*Textblock:*

Verwaltungsrecht

Rechtsbehelfsbelehrung hinsichtlich eines zunächst mündlich erlassenen Verwaltungsakts

Aktenzeichen  12 CS 21.1400

Datum:
14.6.2021
Rechtsgebiet:
Fundstelle:
BeckRS – 2021, 15822
Gerichtsart:
VGH
Gerichtsort:
München
Rechtsweg:
Verwaltungsgerichtsbarkeit
Normen:
BayVwVfG Art. 37 Abs. 2 S. 2
PfleWoqG Art. 13 Abs. 2
VwGO § 58 Abs. 2 S. 1, § 70, § 74, § 123 Abs. 1, § 146

 

Leitsatz

1. Erfolgt der mündliche Verwaltungsakt ohne Rechtsbehelfsbelehrung, besitzt die Behörde die Möglichkeit, im Rahmen der schriftlichen Bestätigung des mündlich ausgesprochenen Verwaltungsakts eine Rechtsbehelfsbelehrung beizufügen, um auf diese Art und Weise mit dem Lauf der Widerspruchsfrist des § 70 Abs. 1 Satz 1 VwGO die Bestandskraft des Verwaltungsakts herbeizuführen. (Rn. 18) (redaktioneller Leitsatz)
2. Eingeschränkt wird diese Möglichkeit der Behörde lediglich dann, wenn der mündliche Verwaltungsakt bereits in Bestandskraft erwachsen, mithin die Frist des § 58 Abs. 2 S. 1 VwGO bereits abgelaufen ist. (Rn. 18) (redaktioneller Leitsatz)

*Aufgaben:*
a – Fasse den Absatz im Textblock, der mit „1. Erfolgt der mündliche Verwaltungsakt“ beginnt, kürzer zusammen und behalte dabei seine wesentlichen Aussagen bei.
b – Übersetze diesen Satz aus dem Textblock ins Englische: „Eingeschränkt wird diese Möglichkeit der Behörde lediglich dann, wenn der mündliche Verwaltungsakt bereits in Bestandskraft erwachsen, mithin die Frist des § 58 Abs. 2 S. 1 VwGO bereits abgelaufen ist.“
c – Gib den Abschnitt des Textblocks von „2. Eingeschränkt wird“ bis einschließlich „ist. (Rn. 18) (redaktioneller Leitsatz)“ wortgetreu wieder.

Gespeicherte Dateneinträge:
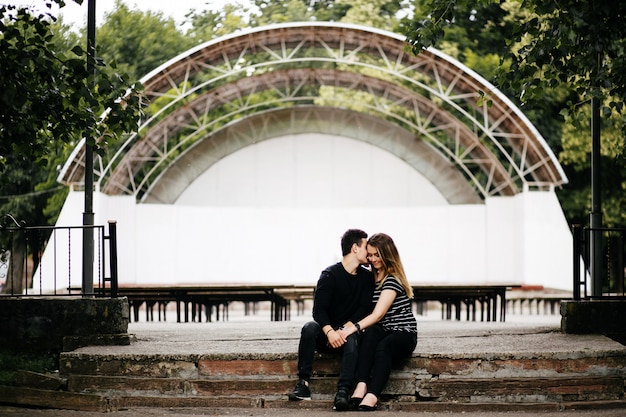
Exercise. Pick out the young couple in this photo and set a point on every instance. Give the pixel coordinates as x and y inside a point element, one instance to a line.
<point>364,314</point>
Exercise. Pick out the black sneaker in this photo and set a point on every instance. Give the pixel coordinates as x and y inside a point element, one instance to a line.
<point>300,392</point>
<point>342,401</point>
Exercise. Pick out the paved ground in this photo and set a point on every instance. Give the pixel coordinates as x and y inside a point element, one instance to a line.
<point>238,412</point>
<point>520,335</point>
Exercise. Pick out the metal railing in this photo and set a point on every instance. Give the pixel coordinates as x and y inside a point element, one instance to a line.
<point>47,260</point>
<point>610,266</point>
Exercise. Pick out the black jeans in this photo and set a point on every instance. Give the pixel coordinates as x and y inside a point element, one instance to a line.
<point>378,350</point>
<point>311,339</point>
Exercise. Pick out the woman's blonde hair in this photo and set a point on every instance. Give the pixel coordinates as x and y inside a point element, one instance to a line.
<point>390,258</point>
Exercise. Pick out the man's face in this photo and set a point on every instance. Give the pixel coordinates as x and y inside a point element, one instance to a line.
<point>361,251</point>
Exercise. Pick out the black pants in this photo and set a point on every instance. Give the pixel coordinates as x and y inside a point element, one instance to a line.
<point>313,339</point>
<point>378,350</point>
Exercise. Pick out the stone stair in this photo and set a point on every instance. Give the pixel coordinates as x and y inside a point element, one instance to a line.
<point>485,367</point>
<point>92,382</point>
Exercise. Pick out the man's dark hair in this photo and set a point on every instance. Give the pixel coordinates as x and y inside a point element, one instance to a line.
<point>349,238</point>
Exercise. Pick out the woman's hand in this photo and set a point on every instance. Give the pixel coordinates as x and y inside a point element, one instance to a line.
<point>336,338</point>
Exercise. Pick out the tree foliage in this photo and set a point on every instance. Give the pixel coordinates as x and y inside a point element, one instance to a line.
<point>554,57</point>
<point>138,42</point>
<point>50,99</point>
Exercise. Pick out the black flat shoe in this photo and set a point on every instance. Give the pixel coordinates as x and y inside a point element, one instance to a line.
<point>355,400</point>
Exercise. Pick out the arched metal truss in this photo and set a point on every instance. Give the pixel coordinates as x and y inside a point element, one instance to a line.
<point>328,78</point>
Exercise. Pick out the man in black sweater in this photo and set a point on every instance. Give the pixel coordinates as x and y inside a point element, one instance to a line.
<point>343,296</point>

---

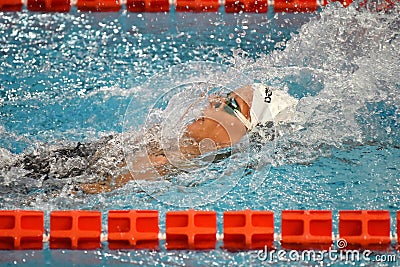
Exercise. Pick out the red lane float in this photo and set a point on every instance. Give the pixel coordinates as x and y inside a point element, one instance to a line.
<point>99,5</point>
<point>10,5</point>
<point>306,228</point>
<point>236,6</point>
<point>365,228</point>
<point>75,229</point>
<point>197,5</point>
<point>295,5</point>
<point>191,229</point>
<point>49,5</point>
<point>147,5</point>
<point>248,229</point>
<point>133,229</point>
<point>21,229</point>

*Lösungen:*
a – Fehlt bei einem mündlichen Verwaltungsakt die Rechtsbehelfsbelehrung, kann die Behörde sie der schriftlichen Bestätigung beifügen. Damit beginnt die Widerspruchsfrist nach § 70 Abs. 1 Satz 1 VwGO zu laufen, und der Verwaltungsakt kann bestandskräftig werden.

b – This option of the authority is restricted only if the oral administrative act has already become final, that is, if the time limit under § 58(2) sentence 1 VwGO has already expired.

c –
2. Eingeschränkt wird diese Möglichkeit der Behörde lediglich dann, wenn der mündliche Verwaltungsakt bereits in Bestandskraft erwachsen, mithin die Frist des § 58 Abs. 2 S. 1 VwGO bereits abgelaufen ist. (Rn. 18) (redaktioneller Leitsatz)